Location labeling records
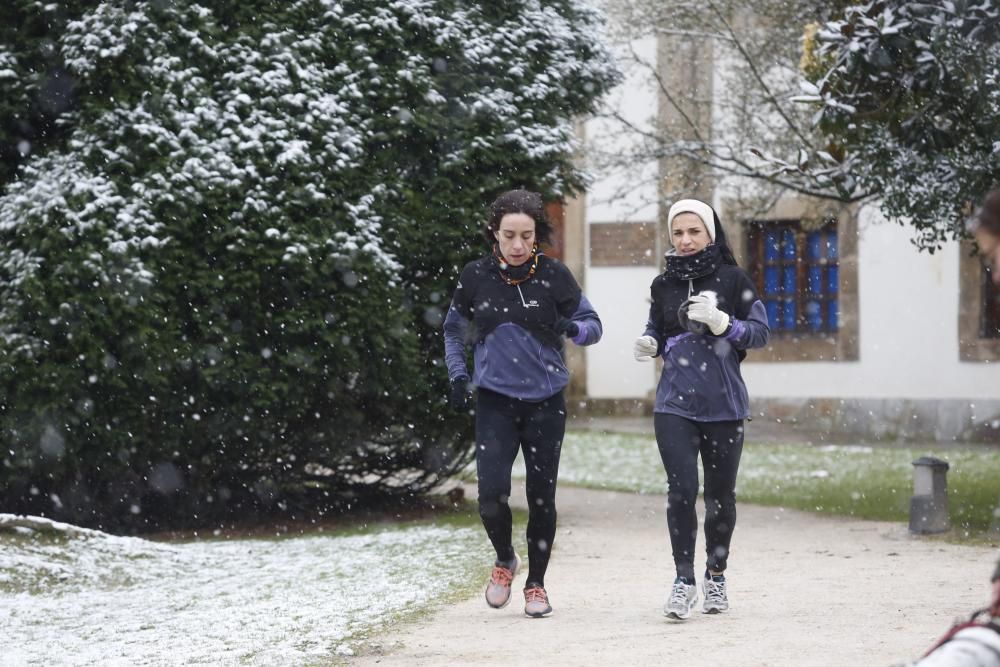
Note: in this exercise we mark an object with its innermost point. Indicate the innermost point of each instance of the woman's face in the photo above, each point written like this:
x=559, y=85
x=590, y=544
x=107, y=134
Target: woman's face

» EXERCISE INSTRUCTIONS
Rewrite each line of the records above as one string in a JSON list, skipping blank lines and leaving out the pictures.

» OUTPUT
[
  "Note: in this exercise we mark an object with its innermost point. Indicate the innermost point of each instance of the woman's face in the photo above, each point written like this:",
  "x=559, y=85",
  "x=590, y=544",
  "x=107, y=134",
  "Target: woman's face"
]